-- SHORT TASK 1 --
In the note on whether "any" is singular or plural, list the example sentences given for the statement that "any," as a determiner, is generally followed by uncountable and plural countable nouns in questions and negative statements.

=-=-=-=-=

Any Is or Are: Is Any Singular or Plural?

Summary

Any may be used as a singular or a plural pronoun, depending on whether it refers to “at least one” or “one or more.” You may use either a singular verb like is or a plural verb like are with any (although use of the plural is more common).

Examples
  • Plural: Are any of the students working on the project?
    one or more of them
  • Singular: Is any of them awake?
    at least one

When any refers to a singular uncountable noun, it is always singular.

Example
  • Is/are any of the information available yet?

As a determiner, any is generally followed by uncountable and plural countable nouns in questions and negative statements.

Examples
  • Is there any water left in the bottle?
  • Does she have any enemies?
  • I don’t have any water.
  • She doesn’t have any enemies.

With singular countable nouns, use a/an rather than any.

Examples
  • Have you ever eaten any/an apple?
  • I have never eaten any/an apple.

But note that any may be used with a singular countable noun to lend emphasis or to mean “it does not matter which.”

Examples
  • Do you have any idea what you have done?
  • Any car will do.

When to use any

The word any can be used as a pronoun or a determiner. (A pronoun functions as a noun phrase, while a determiner appears before a noun and clarifies its reference.)

=-=-=-=-=

-- SHORT TASK 2 --
Locate every line in the rows below that contains the string "patch", matching case exactly, and copy each of those lines.

=-=-=-=-=

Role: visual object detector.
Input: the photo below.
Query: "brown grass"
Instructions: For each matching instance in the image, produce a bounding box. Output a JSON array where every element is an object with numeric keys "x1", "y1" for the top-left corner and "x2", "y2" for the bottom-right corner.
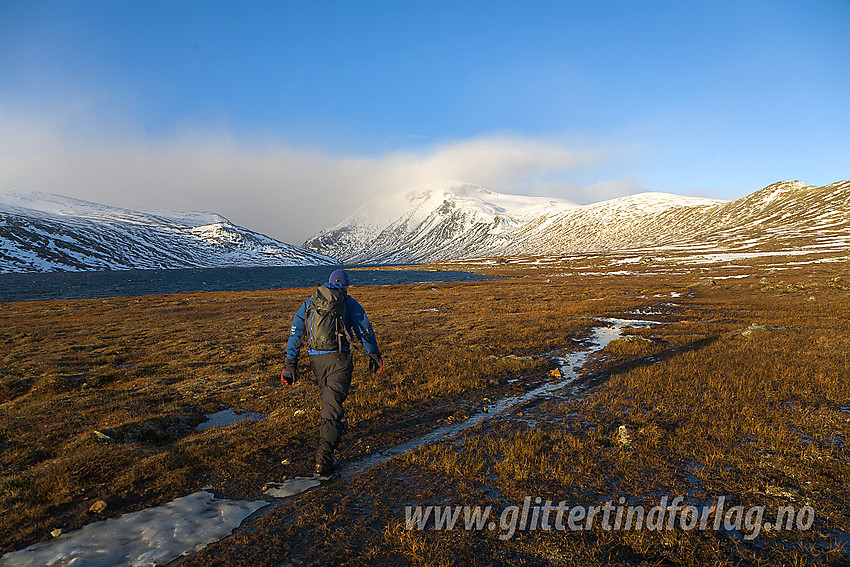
[{"x1": 0, "y1": 262, "x2": 850, "y2": 565}]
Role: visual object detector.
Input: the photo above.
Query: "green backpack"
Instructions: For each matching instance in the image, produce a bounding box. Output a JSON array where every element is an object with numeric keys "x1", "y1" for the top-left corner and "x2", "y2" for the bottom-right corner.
[{"x1": 306, "y1": 285, "x2": 351, "y2": 352}]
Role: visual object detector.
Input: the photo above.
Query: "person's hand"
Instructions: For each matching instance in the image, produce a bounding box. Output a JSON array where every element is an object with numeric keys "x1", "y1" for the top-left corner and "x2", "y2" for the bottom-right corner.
[
  {"x1": 280, "y1": 358, "x2": 298, "y2": 386},
  {"x1": 369, "y1": 353, "x2": 384, "y2": 374}
]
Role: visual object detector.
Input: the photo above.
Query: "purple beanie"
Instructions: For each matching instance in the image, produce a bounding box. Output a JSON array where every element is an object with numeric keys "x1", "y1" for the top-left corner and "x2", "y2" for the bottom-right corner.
[{"x1": 328, "y1": 270, "x2": 350, "y2": 287}]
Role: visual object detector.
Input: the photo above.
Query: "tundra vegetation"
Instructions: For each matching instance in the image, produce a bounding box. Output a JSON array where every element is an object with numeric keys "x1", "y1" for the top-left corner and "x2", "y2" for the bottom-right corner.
[{"x1": 0, "y1": 255, "x2": 850, "y2": 567}]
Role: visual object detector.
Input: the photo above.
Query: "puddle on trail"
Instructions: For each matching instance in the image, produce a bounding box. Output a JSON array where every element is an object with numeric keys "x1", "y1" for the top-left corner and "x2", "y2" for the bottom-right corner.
[
  {"x1": 339, "y1": 319, "x2": 659, "y2": 477},
  {"x1": 0, "y1": 491, "x2": 268, "y2": 567},
  {"x1": 0, "y1": 319, "x2": 660, "y2": 567}
]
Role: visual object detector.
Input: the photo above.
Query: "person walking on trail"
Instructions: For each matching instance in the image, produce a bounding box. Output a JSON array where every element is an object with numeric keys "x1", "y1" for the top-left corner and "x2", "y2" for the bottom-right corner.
[{"x1": 281, "y1": 270, "x2": 384, "y2": 475}]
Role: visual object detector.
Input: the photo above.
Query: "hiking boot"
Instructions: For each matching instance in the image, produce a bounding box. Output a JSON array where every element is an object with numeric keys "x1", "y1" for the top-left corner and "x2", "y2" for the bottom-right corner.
[{"x1": 315, "y1": 457, "x2": 339, "y2": 476}]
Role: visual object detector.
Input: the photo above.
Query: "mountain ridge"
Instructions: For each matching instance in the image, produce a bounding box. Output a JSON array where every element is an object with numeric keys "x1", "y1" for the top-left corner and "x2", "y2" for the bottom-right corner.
[
  {"x1": 304, "y1": 181, "x2": 850, "y2": 264},
  {"x1": 0, "y1": 192, "x2": 338, "y2": 273}
]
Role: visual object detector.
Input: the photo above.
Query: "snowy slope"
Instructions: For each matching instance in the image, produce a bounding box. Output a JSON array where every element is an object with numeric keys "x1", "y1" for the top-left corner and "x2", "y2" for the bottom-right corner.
[
  {"x1": 305, "y1": 181, "x2": 850, "y2": 263},
  {"x1": 304, "y1": 182, "x2": 578, "y2": 263},
  {"x1": 0, "y1": 193, "x2": 336, "y2": 273}
]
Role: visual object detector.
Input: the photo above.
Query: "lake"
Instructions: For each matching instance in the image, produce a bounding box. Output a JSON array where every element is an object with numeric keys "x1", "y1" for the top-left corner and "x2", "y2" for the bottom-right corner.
[{"x1": 0, "y1": 266, "x2": 491, "y2": 303}]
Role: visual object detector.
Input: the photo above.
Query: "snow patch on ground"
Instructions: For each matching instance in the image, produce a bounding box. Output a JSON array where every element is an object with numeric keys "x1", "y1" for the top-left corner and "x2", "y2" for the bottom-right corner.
[
  {"x1": 0, "y1": 491, "x2": 268, "y2": 567},
  {"x1": 195, "y1": 409, "x2": 266, "y2": 431},
  {"x1": 265, "y1": 476, "x2": 328, "y2": 498}
]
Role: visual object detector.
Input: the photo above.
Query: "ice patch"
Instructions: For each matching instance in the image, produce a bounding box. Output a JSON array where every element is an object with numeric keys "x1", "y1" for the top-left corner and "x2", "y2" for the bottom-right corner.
[
  {"x1": 265, "y1": 476, "x2": 328, "y2": 498},
  {"x1": 0, "y1": 491, "x2": 268, "y2": 567},
  {"x1": 195, "y1": 409, "x2": 266, "y2": 431}
]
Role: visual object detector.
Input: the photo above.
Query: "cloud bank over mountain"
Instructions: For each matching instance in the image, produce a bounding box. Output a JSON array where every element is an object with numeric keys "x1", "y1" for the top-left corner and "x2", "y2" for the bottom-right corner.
[{"x1": 0, "y1": 107, "x2": 632, "y2": 243}]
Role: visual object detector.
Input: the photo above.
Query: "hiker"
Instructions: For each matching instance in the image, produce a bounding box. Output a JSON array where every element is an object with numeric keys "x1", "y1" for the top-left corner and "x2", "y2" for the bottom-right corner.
[{"x1": 281, "y1": 270, "x2": 384, "y2": 475}]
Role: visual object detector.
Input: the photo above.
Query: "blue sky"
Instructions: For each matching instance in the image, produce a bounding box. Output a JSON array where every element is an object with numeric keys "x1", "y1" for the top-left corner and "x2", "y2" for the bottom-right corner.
[{"x1": 0, "y1": 0, "x2": 850, "y2": 242}]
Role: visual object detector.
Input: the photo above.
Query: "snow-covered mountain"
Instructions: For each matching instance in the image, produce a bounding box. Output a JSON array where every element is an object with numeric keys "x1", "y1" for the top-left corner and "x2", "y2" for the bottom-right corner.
[
  {"x1": 304, "y1": 182, "x2": 578, "y2": 264},
  {"x1": 0, "y1": 193, "x2": 337, "y2": 273},
  {"x1": 304, "y1": 181, "x2": 850, "y2": 263}
]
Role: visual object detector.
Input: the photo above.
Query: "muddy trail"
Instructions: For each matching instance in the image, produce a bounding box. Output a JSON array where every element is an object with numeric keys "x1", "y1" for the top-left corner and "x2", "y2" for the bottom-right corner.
[{"x1": 0, "y1": 313, "x2": 692, "y2": 566}]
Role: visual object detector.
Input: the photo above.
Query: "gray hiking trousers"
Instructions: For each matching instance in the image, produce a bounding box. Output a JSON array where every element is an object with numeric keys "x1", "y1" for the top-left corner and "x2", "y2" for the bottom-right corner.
[{"x1": 310, "y1": 352, "x2": 354, "y2": 465}]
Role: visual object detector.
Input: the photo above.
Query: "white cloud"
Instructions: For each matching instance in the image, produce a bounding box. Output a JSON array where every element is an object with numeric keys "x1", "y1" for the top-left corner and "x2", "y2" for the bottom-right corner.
[{"x1": 0, "y1": 109, "x2": 636, "y2": 244}]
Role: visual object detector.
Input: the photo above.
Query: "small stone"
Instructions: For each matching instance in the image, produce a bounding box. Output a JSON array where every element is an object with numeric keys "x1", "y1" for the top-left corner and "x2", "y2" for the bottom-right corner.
[{"x1": 89, "y1": 500, "x2": 106, "y2": 514}]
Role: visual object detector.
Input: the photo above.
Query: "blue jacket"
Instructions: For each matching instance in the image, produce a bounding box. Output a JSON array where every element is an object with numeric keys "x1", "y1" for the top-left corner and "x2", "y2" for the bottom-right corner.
[{"x1": 286, "y1": 284, "x2": 381, "y2": 359}]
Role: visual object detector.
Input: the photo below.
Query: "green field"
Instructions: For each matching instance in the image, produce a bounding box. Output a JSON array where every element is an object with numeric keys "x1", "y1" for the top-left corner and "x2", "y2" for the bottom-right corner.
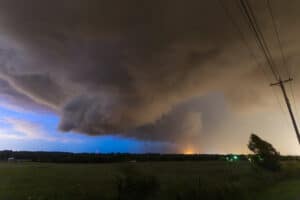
[{"x1": 0, "y1": 161, "x2": 300, "y2": 200}]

=-=-=-=-=

-- CORRECT ANSWER 1 --
Is there any water left in the bottle?
Does she have any enemies?
I don’t have any water.
She doesn’t have any enemies.

-- CORRECT ANSWER 2 --
Query: "snow patch on ground"
Query: "ice patch"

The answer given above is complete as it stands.